What to do:
Find where "Query: hillside meadow" appears in the records below, then return that line and every later line exactly, stopping only at the last line.

Records supplied:
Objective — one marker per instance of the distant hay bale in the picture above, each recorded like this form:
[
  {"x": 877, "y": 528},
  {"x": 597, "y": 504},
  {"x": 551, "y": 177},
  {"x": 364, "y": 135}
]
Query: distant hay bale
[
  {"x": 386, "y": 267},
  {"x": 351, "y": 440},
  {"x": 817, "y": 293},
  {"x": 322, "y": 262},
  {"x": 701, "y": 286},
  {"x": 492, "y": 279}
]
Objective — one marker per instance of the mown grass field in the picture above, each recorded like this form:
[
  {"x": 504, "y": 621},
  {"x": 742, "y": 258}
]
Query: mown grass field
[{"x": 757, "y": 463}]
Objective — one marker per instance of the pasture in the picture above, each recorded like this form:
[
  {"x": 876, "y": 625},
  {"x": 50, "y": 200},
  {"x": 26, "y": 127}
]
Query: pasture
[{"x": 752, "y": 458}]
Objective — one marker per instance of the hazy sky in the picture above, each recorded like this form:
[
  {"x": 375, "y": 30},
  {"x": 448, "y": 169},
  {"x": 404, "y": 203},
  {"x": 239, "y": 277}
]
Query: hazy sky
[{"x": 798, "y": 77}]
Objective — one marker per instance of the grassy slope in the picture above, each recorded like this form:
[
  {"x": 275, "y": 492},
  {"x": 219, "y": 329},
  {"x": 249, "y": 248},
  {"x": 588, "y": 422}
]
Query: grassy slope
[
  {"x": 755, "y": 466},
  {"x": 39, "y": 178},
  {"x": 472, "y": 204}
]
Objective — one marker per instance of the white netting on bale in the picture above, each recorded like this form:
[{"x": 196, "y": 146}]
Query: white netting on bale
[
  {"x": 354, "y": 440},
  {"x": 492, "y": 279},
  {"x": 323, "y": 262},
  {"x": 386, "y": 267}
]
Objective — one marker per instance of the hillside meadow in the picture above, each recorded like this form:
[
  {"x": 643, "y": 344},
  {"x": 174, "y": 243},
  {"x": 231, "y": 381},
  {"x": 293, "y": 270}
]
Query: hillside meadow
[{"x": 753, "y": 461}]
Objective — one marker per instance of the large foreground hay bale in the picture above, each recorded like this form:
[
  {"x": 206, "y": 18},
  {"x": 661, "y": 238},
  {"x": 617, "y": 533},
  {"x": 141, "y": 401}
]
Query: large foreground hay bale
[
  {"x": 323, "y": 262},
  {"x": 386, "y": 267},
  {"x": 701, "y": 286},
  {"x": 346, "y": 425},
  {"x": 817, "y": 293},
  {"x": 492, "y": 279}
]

Answer for the task:
Query: hillside meadow
[{"x": 753, "y": 461}]
Objective — one marker per instance of the large foreground hay bale in the picture above, each recorded like this form:
[
  {"x": 206, "y": 18},
  {"x": 661, "y": 238},
  {"x": 617, "y": 533},
  {"x": 141, "y": 401}
]
Query: large foreground hay bale
[
  {"x": 323, "y": 262},
  {"x": 386, "y": 267},
  {"x": 701, "y": 286},
  {"x": 346, "y": 425},
  {"x": 817, "y": 293},
  {"x": 492, "y": 279}
]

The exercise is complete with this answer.